» **WRITTEN TASK**
Copy every line of the records below verbatim, leaving nothing out and changing nothing.
------ DATA RECORDS ------
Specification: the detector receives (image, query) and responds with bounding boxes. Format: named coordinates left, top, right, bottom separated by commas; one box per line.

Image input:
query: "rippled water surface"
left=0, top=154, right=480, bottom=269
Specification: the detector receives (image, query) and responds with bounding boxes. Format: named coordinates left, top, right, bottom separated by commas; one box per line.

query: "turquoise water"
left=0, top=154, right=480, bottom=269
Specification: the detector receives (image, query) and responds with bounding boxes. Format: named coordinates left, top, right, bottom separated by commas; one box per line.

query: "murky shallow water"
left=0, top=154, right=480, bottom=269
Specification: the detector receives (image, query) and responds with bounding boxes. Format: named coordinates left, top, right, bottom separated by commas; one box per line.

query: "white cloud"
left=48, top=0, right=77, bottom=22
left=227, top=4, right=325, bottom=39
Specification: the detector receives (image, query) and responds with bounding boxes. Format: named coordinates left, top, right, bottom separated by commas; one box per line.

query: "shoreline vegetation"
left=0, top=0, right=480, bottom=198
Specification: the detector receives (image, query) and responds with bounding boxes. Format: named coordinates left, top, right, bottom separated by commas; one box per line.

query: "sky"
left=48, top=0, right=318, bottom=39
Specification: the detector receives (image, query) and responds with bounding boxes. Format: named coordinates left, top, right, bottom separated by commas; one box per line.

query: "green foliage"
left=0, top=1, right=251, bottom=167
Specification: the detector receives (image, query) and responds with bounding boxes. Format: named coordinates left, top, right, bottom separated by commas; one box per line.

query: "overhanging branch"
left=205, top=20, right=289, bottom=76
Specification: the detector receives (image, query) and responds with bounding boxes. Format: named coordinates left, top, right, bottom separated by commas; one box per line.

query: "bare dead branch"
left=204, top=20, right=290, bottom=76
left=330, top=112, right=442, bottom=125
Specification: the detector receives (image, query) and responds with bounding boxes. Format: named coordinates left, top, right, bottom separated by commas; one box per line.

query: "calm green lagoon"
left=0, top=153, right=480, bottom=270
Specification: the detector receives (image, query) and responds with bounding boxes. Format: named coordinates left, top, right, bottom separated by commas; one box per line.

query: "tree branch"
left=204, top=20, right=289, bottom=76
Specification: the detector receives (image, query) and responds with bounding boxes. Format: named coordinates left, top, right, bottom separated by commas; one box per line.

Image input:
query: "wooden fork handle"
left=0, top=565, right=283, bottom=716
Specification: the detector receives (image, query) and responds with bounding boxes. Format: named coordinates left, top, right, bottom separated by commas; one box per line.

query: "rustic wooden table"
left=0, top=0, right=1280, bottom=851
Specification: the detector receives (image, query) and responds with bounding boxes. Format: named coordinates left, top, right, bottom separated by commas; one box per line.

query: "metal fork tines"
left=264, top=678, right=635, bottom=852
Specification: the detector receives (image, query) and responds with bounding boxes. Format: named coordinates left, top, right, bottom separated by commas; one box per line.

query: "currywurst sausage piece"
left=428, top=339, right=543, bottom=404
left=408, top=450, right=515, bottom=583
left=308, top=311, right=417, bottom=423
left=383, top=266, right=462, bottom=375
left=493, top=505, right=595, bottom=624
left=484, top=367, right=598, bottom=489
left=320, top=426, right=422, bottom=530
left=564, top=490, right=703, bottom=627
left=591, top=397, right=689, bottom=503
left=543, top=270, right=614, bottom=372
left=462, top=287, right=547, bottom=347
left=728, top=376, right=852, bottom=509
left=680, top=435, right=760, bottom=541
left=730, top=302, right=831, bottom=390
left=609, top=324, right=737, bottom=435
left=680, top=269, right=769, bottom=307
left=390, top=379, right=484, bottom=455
------
» **TASK RESPONSE**
Specification: the detector receives (image, query) and responds with bounding boxes. Format: named coordinates left, top, right, bottom separated by commas; one box per line.

Image input:
query: "rippled water surface"
left=0, top=154, right=480, bottom=269
Specification: the detector receives (image, query) and responds with bounding boxes. Format: named coordinates left, top, right, bottom separated by commas; one box per line.

query: "turquoise water"
left=0, top=154, right=480, bottom=269
Specification: the detector receives (image, query) and responds with bounding boxes. Format: named coordinates left, top, right, bottom separated by commas; one box per line.

query: "murky shallow water"
left=0, top=154, right=480, bottom=269
Specification: the detector receives (image, query) and responds with bounding boxes. Format: named coordinates left, top, right, bottom separated by commas; one box per line.

query: "white cloud"
left=48, top=0, right=77, bottom=22
left=227, top=4, right=325, bottom=39
Specification: the detector receives (image, query) and responds with bounding boxes. Format: named coordinates left, top, right, bottom separated by commas; one box per line.

query: "shoreline vegetation"
left=0, top=0, right=480, bottom=198
Specification: the detector receives (image, query) and responds with bounding boxes. Format: named coordinates left, top, right, bottom separated by commas; one box per line.

query: "sky"
left=48, top=0, right=318, bottom=39
Specification: the detector receives (image, query) and responds with bounding boxes. Format: named coordinates left, top, right, bottom separated by commas; one box per line.

query: "green foliage"
left=0, top=1, right=251, bottom=167
Specification: the detector receives (image, query) and responds with bounding boxes. Format: named coordinates left, top, right, bottom separated by commas; one box per line.

query: "overhanging branch"
left=205, top=20, right=289, bottom=76
Specification: the detector receives (image, query) and responds with bounding boxes. Format: named coordinates left, top, right, bottom separated by commas; one box per line.

query: "bare dead branch"
left=204, top=20, right=290, bottom=76
left=330, top=112, right=442, bottom=125
Specification: the detector receives (image, query) and responds with bounding boxes. Format: named coordinates left, top, right, bottom separated by commas; one box per line.

query: "calm green lagoon"
left=0, top=153, right=480, bottom=270
Specification: the detector receives (image, query) and responds with bounding boxes. Format: named coordinates left, top, right, bottom separated by commas; one box per line.

query: "tree branch"
left=204, top=20, right=289, bottom=76
Specification: the detector receives (image, query) and responds with bounding boxes. Format: named coordinates left, top, right, bottom separated by commas; one box per line.

Image input:
query: "wooden fork handle"
left=0, top=565, right=283, bottom=716
Specification: the detector receives (image, query) and responds with bounding boxes. Format: named coordinates left, top, right, bottom separated by commas; one box per line.

query: "rustic wooden table"
left=0, top=0, right=1280, bottom=851
Specification: the detector receives (image, query) and responds with bounding boxes. Format: named coordinates left, top, right, bottom separated by commas; one box per line.

query: "metal fork tines"
left=264, top=678, right=635, bottom=852
Specification: the detector receives (image, query) and responds with bounding boxes. Format: named coordinates left, top, right, bottom separated by commas; one box per line.

query: "currywurst sausage piece"
left=428, top=339, right=543, bottom=404
left=408, top=450, right=515, bottom=583
left=308, top=311, right=417, bottom=423
left=383, top=266, right=462, bottom=375
left=493, top=505, right=595, bottom=624
left=484, top=367, right=598, bottom=489
left=320, top=426, right=422, bottom=530
left=564, top=490, right=703, bottom=627
left=591, top=397, right=689, bottom=503
left=543, top=270, right=614, bottom=372
left=462, top=287, right=547, bottom=347
left=728, top=376, right=852, bottom=509
left=680, top=435, right=760, bottom=541
left=730, top=302, right=831, bottom=390
left=609, top=324, right=737, bottom=435
left=680, top=269, right=769, bottom=307
left=390, top=379, right=484, bottom=455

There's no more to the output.